Tu objetivo:
Presenta todas las líneas de los datos siguientes como una lista numerada y omite las líneas en blanco.

Datos almacenados:
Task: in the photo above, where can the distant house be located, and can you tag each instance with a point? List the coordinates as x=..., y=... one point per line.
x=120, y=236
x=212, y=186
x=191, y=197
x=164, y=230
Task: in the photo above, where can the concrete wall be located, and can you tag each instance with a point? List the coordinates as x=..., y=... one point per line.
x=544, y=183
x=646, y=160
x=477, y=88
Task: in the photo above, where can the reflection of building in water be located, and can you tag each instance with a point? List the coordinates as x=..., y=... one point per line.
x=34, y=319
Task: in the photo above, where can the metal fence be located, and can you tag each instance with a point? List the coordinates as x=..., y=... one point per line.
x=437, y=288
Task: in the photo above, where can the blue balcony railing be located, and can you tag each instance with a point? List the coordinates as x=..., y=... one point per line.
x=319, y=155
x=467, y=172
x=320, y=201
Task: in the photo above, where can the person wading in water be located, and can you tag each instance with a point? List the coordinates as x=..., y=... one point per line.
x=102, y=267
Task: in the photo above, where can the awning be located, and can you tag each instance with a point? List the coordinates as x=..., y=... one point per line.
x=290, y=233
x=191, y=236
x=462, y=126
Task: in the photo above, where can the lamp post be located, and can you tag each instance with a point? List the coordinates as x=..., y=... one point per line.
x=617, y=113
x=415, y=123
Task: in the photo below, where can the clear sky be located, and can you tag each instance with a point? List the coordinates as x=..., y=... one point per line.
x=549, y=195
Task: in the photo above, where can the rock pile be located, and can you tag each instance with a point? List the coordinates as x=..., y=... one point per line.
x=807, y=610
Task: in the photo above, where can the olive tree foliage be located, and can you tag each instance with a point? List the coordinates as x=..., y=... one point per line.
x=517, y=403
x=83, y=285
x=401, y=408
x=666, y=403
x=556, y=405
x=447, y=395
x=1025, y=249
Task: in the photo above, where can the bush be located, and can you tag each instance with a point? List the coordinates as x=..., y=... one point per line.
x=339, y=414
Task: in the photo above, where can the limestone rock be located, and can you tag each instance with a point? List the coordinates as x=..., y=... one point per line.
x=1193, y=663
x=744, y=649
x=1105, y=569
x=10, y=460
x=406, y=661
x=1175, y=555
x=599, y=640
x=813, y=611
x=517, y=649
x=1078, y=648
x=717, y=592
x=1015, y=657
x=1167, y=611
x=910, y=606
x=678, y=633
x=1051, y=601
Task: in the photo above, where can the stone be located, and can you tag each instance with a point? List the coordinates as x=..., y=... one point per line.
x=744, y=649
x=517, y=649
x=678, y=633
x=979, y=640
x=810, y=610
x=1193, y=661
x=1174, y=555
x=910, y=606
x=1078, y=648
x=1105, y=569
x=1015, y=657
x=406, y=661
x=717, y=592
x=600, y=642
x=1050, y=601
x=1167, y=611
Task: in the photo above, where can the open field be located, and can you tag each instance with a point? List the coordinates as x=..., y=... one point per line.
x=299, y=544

Respuesta al ejercicio:
1. Task: in the photo above, where can the distant house be located, and can you tag each instance with a point? List the coordinates as x=..., y=... one point per line.
2. x=120, y=236
3. x=212, y=186
4. x=191, y=197
5. x=164, y=230
6. Task: in the photo above, where can the concrete wall be located, and can you tag each instance with a point? List the coordinates as x=..., y=... one point per line.
7. x=544, y=183
8. x=646, y=160
9. x=477, y=88
10. Task: in the photo above, where can the reflection of building in water be located, and can you tag each instance with a point? List the coordinates as x=..., y=... one point per line.
11. x=34, y=319
12. Task: in the photo above, where can the metal fence be located, and can you tag each instance with a point? List the coordinates as x=..., y=... one point per line.
13. x=437, y=288
14. Task: in the photo above, where can the blue balcony railing be located, and can you tag each instance with a point? List the coordinates as x=..., y=... one point per line.
15. x=319, y=155
16. x=467, y=172
17. x=320, y=201
18. Task: in the photo above, where can the person wading in water be located, and can you tag each instance with a point? List the coordinates as x=..., y=... one point per line.
19. x=102, y=267
20. Task: in the photo above, where can the awning be located, and can you tag each instance with a point? List the coordinates as x=..., y=... one point per line.
21. x=290, y=233
22. x=191, y=236
23. x=462, y=126
24. Task: in the photo above, where can the lamp post be located, and can you tag each instance with a point? List the coordinates as x=..., y=... one point per line.
25. x=617, y=113
26. x=415, y=123
27. Task: in the photo below, where can the clear sky be located, and can you tag each instance with a point? List the coordinates as x=..., y=... one point per line.
28. x=549, y=195
29. Task: in the photo above, where can the rock pile be located, and can you tag each instance with a point? List the coordinates as x=..., y=... one point per line.
30. x=807, y=610
31. Task: in the photo above, where can the olive tree foliage be located, and can you tag each instance with a point? List the coordinates as x=..., y=... one point per line.
32. x=517, y=403
33. x=83, y=285
34. x=401, y=408
35. x=666, y=403
36. x=556, y=405
37. x=447, y=395
38. x=1025, y=249
39. Task: in the photo above, where can the bush be located, and can you tag each instance with a point? List the coordinates as x=..., y=... one point per line.
40. x=339, y=414
41. Task: in the photo above, where can the limestone rock be located, and can you tag each instance with a point? List the coordinates as x=..., y=... one point per line.
42. x=1193, y=663
43. x=744, y=649
44. x=1105, y=569
45. x=10, y=460
46. x=406, y=661
47. x=1175, y=555
48. x=599, y=640
49. x=813, y=611
50. x=517, y=649
51. x=1078, y=648
52. x=717, y=592
53. x=1015, y=657
54. x=1167, y=611
55. x=910, y=606
56. x=678, y=633
57. x=1051, y=601
58. Task: in the photo above, where can the stone be located, and can you tag each instance with a point? List the coordinates as x=..., y=... one point per line.
59. x=744, y=649
60. x=517, y=649
61. x=678, y=633
62. x=979, y=640
63. x=810, y=610
64. x=1193, y=661
65. x=1174, y=555
66. x=910, y=606
67. x=1078, y=648
68. x=1105, y=569
69. x=1015, y=657
70. x=406, y=661
71. x=717, y=592
72. x=600, y=642
73. x=1050, y=601
74. x=1167, y=611
75. Task: in the photo above, where can the open field be located, and can you tag each instance with a point? List the coordinates as x=..., y=... one point per line.
76. x=299, y=544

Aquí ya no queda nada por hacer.